> EXCERPTED DATA
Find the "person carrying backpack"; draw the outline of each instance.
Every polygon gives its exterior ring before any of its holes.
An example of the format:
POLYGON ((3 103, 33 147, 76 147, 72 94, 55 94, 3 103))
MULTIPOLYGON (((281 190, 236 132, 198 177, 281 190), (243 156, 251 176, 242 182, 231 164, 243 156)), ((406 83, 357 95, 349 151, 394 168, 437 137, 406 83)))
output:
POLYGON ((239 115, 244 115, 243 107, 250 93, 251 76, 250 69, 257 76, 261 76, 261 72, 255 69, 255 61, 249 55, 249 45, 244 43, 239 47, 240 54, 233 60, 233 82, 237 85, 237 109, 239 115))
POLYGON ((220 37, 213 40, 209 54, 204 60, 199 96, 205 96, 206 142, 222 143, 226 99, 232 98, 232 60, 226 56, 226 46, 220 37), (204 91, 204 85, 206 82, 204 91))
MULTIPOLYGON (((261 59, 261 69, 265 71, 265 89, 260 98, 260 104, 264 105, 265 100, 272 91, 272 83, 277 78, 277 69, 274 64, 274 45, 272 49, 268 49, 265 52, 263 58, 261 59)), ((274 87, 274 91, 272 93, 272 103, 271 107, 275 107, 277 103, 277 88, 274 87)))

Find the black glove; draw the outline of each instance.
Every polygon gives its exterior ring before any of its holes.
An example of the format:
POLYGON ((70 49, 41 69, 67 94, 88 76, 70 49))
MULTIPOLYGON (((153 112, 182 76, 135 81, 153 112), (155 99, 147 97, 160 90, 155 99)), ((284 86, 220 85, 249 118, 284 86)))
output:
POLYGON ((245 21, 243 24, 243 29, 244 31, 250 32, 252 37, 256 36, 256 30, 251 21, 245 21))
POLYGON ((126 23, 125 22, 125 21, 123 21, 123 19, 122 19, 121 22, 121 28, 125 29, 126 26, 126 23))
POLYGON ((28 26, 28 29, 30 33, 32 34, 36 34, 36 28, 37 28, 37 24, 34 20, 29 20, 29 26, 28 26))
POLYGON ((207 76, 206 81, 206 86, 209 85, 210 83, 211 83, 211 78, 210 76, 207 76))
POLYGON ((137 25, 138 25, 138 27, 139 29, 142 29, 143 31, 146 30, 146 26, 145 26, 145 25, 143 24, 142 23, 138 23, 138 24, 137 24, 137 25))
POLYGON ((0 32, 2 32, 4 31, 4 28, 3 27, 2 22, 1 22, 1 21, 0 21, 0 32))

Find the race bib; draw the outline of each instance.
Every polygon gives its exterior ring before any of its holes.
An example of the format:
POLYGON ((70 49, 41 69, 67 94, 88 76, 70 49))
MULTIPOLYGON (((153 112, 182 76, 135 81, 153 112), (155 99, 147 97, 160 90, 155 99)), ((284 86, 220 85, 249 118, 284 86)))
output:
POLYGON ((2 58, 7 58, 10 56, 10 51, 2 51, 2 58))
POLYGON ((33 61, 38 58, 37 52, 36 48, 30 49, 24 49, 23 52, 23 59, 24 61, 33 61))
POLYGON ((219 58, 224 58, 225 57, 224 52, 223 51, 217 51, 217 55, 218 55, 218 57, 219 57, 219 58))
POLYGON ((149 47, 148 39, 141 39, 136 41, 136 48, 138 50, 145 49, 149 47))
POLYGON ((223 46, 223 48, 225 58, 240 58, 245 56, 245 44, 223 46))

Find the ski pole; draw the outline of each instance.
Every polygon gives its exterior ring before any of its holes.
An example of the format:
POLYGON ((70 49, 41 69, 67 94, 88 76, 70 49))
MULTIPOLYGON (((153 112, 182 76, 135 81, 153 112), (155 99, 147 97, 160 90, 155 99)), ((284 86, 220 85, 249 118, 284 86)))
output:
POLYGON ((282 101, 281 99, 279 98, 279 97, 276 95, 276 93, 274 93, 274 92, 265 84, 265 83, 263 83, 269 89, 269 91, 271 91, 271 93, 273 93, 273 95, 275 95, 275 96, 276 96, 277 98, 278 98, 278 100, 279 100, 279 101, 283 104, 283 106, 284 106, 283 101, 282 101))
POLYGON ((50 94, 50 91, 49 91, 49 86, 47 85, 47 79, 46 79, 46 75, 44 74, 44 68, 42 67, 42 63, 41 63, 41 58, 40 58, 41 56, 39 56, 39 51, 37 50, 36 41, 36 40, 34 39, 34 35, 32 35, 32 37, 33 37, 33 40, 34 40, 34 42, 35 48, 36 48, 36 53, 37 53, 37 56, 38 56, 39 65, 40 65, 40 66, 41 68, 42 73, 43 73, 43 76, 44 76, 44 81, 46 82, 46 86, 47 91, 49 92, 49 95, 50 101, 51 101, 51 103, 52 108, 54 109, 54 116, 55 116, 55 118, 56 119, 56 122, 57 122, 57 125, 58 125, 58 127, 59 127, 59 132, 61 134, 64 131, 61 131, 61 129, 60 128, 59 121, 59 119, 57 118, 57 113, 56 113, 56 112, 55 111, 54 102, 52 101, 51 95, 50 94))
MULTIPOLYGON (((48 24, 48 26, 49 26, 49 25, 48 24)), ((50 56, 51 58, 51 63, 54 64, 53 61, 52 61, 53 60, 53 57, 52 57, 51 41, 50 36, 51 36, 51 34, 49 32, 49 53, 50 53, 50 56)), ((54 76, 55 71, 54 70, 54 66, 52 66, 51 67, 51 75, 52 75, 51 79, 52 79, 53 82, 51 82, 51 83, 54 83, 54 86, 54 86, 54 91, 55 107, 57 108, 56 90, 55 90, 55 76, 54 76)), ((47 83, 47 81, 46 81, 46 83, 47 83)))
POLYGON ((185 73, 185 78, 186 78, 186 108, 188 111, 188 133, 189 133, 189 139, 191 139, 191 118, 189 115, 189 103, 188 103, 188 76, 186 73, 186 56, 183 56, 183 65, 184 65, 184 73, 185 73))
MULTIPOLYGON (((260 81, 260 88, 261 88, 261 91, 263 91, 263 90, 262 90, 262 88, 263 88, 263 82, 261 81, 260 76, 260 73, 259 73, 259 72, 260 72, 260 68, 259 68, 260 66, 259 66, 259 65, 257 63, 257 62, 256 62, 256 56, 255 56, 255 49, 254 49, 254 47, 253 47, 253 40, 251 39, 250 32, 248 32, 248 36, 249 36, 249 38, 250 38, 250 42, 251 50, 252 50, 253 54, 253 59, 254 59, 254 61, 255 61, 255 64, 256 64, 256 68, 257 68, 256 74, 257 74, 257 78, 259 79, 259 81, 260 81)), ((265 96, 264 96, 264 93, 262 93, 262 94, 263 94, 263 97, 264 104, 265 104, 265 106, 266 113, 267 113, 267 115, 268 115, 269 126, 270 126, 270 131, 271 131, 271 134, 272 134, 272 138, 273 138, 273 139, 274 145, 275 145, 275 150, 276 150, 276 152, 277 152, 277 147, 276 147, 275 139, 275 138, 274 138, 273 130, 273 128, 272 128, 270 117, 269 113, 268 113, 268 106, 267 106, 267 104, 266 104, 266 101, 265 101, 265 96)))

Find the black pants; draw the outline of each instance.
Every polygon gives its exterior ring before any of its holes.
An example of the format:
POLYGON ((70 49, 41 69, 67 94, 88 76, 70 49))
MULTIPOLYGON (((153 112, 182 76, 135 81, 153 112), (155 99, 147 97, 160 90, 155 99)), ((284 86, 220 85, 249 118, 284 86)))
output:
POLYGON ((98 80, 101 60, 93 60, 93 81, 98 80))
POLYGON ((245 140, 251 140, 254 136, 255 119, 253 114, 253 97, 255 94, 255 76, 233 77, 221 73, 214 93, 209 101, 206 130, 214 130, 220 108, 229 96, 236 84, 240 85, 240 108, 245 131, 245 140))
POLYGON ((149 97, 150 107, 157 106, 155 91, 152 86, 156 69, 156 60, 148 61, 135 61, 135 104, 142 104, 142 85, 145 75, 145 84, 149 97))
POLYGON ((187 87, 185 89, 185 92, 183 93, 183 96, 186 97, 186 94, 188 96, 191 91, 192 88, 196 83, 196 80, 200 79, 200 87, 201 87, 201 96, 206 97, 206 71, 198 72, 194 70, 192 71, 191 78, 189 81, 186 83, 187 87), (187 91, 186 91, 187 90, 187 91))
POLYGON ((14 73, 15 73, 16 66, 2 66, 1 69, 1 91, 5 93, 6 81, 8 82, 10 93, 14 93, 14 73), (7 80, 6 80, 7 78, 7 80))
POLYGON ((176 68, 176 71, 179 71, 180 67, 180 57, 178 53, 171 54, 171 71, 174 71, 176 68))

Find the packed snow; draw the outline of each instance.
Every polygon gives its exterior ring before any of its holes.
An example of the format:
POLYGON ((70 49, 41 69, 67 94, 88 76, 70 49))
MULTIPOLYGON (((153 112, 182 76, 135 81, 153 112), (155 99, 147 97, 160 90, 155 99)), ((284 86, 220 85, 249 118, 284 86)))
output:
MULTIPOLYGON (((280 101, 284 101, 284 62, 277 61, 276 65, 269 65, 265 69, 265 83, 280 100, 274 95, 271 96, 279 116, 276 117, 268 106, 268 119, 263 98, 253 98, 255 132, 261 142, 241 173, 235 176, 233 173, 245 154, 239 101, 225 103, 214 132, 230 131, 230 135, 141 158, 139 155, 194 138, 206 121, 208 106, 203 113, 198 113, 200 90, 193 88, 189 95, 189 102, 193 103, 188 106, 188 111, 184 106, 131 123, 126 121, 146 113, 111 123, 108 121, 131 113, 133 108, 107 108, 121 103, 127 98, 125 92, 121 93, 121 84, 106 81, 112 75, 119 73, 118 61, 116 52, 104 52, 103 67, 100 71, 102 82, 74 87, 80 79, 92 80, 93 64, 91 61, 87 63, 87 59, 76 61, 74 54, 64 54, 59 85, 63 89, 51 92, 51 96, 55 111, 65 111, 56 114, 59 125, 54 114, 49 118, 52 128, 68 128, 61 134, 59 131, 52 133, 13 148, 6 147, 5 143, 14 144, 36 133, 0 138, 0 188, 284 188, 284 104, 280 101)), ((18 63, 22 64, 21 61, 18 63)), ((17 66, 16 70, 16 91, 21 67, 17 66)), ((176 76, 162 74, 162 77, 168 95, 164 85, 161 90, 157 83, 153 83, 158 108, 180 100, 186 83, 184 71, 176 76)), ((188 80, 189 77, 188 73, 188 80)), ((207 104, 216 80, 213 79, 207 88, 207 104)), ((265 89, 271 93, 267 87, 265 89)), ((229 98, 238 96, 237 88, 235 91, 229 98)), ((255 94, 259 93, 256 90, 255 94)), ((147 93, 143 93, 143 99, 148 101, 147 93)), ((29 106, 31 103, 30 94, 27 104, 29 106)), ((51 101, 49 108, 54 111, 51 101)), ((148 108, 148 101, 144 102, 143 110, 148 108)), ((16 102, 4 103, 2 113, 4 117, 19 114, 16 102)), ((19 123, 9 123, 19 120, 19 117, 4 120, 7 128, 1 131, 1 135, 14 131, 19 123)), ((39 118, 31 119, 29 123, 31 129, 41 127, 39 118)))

> EXERCISE
Copy the lines above exactly as they appear, starting with the line that has "Find the black pants;" and ending with the line that has "POLYGON ((176 68, 176", both included.

> EXERCISE OUTPUT
Find the black pants; draw the outline of each instance.
Every polygon gives its exterior ring before any of its holes.
An example of the format:
POLYGON ((70 49, 41 69, 67 94, 88 76, 70 49))
MULTIPOLYGON (((153 112, 182 76, 135 81, 153 112), (155 99, 147 97, 160 90, 155 99)), ((284 86, 220 85, 249 118, 284 86)))
output:
POLYGON ((98 80, 101 60, 93 60, 93 81, 98 80))
POLYGON ((245 140, 251 140, 254 136, 255 119, 253 114, 253 97, 255 94, 255 76, 233 77, 221 73, 214 93, 209 101, 206 130, 214 130, 220 108, 229 96, 236 84, 240 85, 240 108, 245 131, 245 140))
POLYGON ((149 97, 150 107, 157 106, 155 91, 152 86, 156 69, 156 60, 148 61, 135 61, 135 104, 142 104, 142 85, 145 75, 145 84, 149 97))
POLYGON ((187 87, 185 89, 185 92, 183 93, 183 96, 186 97, 186 94, 188 96, 191 91, 192 88, 196 83, 196 80, 200 79, 200 87, 201 87, 201 96, 206 97, 206 71, 198 72, 194 70, 192 71, 191 78, 189 81, 186 83, 187 87), (187 91, 186 91, 187 90, 187 91))
POLYGON ((14 73, 15 73, 16 66, 2 66, 1 69, 1 91, 5 93, 6 81, 8 82, 10 93, 14 93, 14 73), (7 80, 6 80, 7 78, 7 80))
POLYGON ((176 68, 176 71, 179 71, 180 67, 180 57, 178 53, 171 54, 171 71, 174 71, 176 68))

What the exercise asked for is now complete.